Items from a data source
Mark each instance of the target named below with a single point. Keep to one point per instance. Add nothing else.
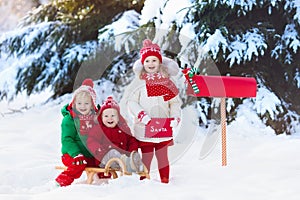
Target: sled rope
(223, 124)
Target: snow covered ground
(261, 166)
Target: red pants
(161, 153)
(73, 171)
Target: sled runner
(91, 171)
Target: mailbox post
(222, 87)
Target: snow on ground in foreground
(261, 166)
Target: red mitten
(79, 160)
(144, 118)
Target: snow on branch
(244, 47)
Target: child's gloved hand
(79, 160)
(144, 118)
(174, 123)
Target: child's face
(110, 117)
(151, 64)
(83, 103)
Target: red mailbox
(220, 86)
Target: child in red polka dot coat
(153, 95)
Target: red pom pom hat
(150, 49)
(86, 86)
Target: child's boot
(136, 163)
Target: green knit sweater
(72, 142)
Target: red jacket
(101, 139)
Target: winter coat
(135, 100)
(102, 139)
(73, 142)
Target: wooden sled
(91, 171)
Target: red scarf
(158, 85)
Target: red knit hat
(150, 49)
(86, 86)
(109, 103)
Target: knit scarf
(158, 85)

→ **EXERCISE REQUIREMENTS**: Give the records again exactly, pictures left out.

→ **FINISHED TASK**:
Mark each instance of the target named below with a single point. Keep to one point per instance. Add nothing else.
Target: sled rope
(223, 124)
Target: snow covered ground
(261, 166)
Target: red pants
(161, 153)
(73, 171)
Target: sled runner
(91, 171)
Target: mailbox post
(222, 87)
Target: snow on ground in foreground
(261, 166)
Target: red mitten
(79, 160)
(144, 118)
Target: snow on branch
(244, 47)
Target: child's gloved hand
(79, 160)
(144, 118)
(174, 123)
Target: child's face
(110, 117)
(151, 64)
(83, 103)
Target: red mailbox
(220, 86)
Target: child in red polka dot coat
(153, 95)
Target: red pom pom hat
(150, 49)
(86, 86)
Target: child's boot
(136, 163)
Target: green knit sweater
(72, 142)
Target: red jacket
(101, 139)
Target: winter coat
(135, 100)
(102, 139)
(73, 142)
Target: wooden sled
(91, 171)
Target: red scarf
(158, 85)
Target: red knit hat
(150, 49)
(86, 86)
(109, 103)
Target: knit scarf
(158, 85)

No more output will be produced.